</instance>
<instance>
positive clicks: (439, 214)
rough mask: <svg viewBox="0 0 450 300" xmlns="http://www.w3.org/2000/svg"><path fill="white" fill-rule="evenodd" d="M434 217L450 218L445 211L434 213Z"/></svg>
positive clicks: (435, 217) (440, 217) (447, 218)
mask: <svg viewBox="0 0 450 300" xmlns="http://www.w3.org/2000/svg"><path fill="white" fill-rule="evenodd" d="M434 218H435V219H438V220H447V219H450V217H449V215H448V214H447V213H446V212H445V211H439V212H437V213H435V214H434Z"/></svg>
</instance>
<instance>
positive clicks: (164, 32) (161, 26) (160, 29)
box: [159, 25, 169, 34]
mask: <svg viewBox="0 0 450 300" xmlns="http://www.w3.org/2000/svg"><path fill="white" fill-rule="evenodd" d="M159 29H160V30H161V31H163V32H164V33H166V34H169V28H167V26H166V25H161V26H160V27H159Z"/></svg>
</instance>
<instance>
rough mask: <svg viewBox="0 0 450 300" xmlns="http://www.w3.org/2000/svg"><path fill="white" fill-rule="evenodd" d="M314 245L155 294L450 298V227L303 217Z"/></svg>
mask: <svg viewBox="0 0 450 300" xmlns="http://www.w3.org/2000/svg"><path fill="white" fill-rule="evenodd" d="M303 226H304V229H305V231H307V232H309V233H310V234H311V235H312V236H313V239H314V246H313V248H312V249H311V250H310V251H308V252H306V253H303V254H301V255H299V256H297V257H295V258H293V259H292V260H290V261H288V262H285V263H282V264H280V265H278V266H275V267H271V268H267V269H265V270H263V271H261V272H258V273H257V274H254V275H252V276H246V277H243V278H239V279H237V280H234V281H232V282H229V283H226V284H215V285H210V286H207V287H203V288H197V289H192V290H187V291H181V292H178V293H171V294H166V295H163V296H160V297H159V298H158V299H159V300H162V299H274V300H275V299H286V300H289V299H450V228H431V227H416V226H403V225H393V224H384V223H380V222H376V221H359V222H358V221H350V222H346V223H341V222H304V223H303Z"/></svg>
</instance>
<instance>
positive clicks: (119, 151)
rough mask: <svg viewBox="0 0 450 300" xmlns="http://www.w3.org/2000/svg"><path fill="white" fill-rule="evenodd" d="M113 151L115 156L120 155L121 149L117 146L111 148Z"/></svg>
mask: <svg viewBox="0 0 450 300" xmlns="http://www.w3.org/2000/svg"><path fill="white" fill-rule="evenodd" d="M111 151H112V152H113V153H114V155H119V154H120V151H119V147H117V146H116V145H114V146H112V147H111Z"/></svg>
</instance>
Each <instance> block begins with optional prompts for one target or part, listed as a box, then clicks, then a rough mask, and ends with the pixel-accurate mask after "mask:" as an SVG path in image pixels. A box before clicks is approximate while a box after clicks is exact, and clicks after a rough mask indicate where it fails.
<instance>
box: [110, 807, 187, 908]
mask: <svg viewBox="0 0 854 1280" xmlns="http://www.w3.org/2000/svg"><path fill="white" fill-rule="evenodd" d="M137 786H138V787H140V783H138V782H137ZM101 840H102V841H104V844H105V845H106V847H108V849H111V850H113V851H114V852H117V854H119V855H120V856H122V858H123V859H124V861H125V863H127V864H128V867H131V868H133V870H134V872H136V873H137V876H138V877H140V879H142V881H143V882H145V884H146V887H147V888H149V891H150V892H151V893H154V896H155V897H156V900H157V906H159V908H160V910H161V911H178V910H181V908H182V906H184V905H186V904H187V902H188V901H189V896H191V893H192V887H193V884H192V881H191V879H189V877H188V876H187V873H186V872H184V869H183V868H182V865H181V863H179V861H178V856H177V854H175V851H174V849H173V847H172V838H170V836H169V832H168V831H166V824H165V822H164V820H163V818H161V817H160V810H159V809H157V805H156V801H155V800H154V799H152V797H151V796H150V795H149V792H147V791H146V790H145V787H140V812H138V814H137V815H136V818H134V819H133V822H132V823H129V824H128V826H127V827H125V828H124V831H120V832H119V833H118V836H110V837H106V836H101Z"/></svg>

+ + + + +

> **REQUIRED ACTION**
Write out the data once more, word for word.

> **ANSWER FOR THE TASK**
</instance>
<instance>
positive clicks: (439, 214)
rough mask: <svg viewBox="0 0 450 300" xmlns="http://www.w3.org/2000/svg"><path fill="white" fill-rule="evenodd" d="M434 217L450 218L445 211L434 213Z"/></svg>
positive clicks: (435, 217) (440, 217) (447, 218)
mask: <svg viewBox="0 0 450 300" xmlns="http://www.w3.org/2000/svg"><path fill="white" fill-rule="evenodd" d="M434 218H435V219H438V220H447V219H450V217H449V215H448V214H447V213H446V212H445V211H439V212H437V213H435V214H434Z"/></svg>
</instance>
<instance>
positive clicks: (164, 32) (161, 26) (160, 29)
box: [159, 25, 169, 34]
mask: <svg viewBox="0 0 450 300" xmlns="http://www.w3.org/2000/svg"><path fill="white" fill-rule="evenodd" d="M159 29H160V30H161V31H163V32H164V33H166V34H169V28H167V26H166V25H161V26H160V27H159Z"/></svg>
</instance>
<instance>
rough mask: <svg viewBox="0 0 450 300" xmlns="http://www.w3.org/2000/svg"><path fill="white" fill-rule="evenodd" d="M314 245L155 294L450 298V227L303 217Z"/></svg>
mask: <svg viewBox="0 0 450 300" xmlns="http://www.w3.org/2000/svg"><path fill="white" fill-rule="evenodd" d="M303 226H304V229H305V231H307V232H309V233H310V234H311V235H312V236H313V239H314V246H313V248H312V249H311V250H310V251H308V252H306V253H303V254H301V255H299V256H297V257H295V258H293V259H292V260H290V261H288V262H285V263H282V264H280V265H278V266H275V267H271V268H267V269H265V270H263V271H261V272H258V273H257V274H254V275H252V276H246V277H243V278H239V279H237V280H234V281H232V282H229V283H226V284H215V285H210V286H207V287H203V288H197V289H192V290H187V291H181V292H178V293H171V294H166V295H163V296H160V297H159V298H158V299H159V300H162V299H274V300H275V299H286V300H289V299H450V228H431V227H416V226H403V225H393V224H384V223H380V222H376V221H359V222H358V221H350V222H346V223H341V222H304V223H303Z"/></svg>
</instance>
<instance>
positive clicks: (119, 151)
rough mask: <svg viewBox="0 0 450 300" xmlns="http://www.w3.org/2000/svg"><path fill="white" fill-rule="evenodd" d="M113 151L115 156L120 155L121 149L117 146L111 148Z"/></svg>
mask: <svg viewBox="0 0 450 300" xmlns="http://www.w3.org/2000/svg"><path fill="white" fill-rule="evenodd" d="M111 151H112V152H113V153H114V155H119V154H120V151H119V147H117V146H116V145H114V146H112V147H111Z"/></svg>
</instance>
Each <instance> block begins with optional prompts for one target or part, listed as a box, then clicks, then a rough mask, and ends with the pixel-accurate mask after "mask:" as an SVG path in image pixels. A box before clicks is approximate while a box after clicks is exact, and clicks after a rough mask indicate where it fails.
<instance>
box: [110, 807, 187, 908]
mask: <svg viewBox="0 0 854 1280" xmlns="http://www.w3.org/2000/svg"><path fill="white" fill-rule="evenodd" d="M137 786H138V787H140V783H138V782H137ZM101 840H102V841H104V844H105V845H106V847H108V849H111V850H113V851H114V852H117V854H119V855H120V856H122V858H123V859H124V861H125V863H127V864H128V867H131V868H133V870H134V872H136V873H137V876H138V877H140V879H142V881H143V882H145V884H146V887H147V888H149V891H150V892H151V893H154V896H155V897H156V900H157V906H159V908H160V910H161V911H178V910H181V908H182V906H184V905H186V904H187V902H188V901H189V896H191V893H192V887H193V884H192V881H191V879H189V877H188V876H187V873H186V872H184V869H183V868H182V865H181V863H179V861H178V856H177V854H175V851H174V849H173V847H172V838H170V836H169V832H168V831H166V824H165V822H164V820H163V818H161V817H160V810H159V809H157V805H156V801H155V800H154V799H152V797H151V796H150V795H149V792H147V791H146V790H145V787H140V812H138V814H137V815H136V818H134V819H133V822H132V823H129V824H128V826H127V827H125V828H124V831H120V832H119V833H118V836H110V837H106V836H101Z"/></svg>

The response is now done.